━━━━━ GIVEN PASSAGE ━━━━━
SACRAMENTO — Amid the gloomy talk of debts and emergencies, suddenly there was laughter in the Assembly committee room.
Witnesses had been testifying about the mounting deficit at the UCI Medical Center--a debt expected to be close to $10 million by June 30. The money problems, said the witnesses, were legion. What to do?
"Maybe," said Tom Dooley, of the legislative analyst's office, "maybe we can get Humana interested in buying it."
Dooley's reference to the profitable Louisville-based Humana Inc. hospital chain was in jest, and the joke produced the round of laughter from UC officials and legislators in the hearing room.
But the idea of a for-profit hospital chain at least managing one or more of the University of California's debt-ridden medical centers is not being laughed at by all state officials. These officials note that permanent solutions are needed for the chronic money problems at teaching hospitals operated by the University of California at Irvine, Davis and San Diego.
━━━━━ RECORDS SHOWN ━━━━━
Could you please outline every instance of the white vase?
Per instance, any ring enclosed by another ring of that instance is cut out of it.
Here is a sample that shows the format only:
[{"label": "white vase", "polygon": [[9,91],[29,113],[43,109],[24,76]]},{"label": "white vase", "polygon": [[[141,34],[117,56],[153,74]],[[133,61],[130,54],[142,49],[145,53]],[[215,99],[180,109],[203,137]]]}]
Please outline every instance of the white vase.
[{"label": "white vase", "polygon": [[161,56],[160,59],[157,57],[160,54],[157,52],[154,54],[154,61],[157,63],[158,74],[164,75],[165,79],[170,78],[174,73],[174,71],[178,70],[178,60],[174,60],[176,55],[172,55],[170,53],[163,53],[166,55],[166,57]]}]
━━━━━
**WORK ORDER**
Change "deficit" to "shortfall" in the passage on the UC medical centers, and give the text between "Witnesses had been" and "What to do?", inclusive. These items were taken from a separate source.

**RESULT BELOW**
Witnesses had been testifying about the mounting shortfall at the UCI Medical Center--a debt expected to be close to $10 million by June 30. The money problems, said the witnesses, were legion. What to do?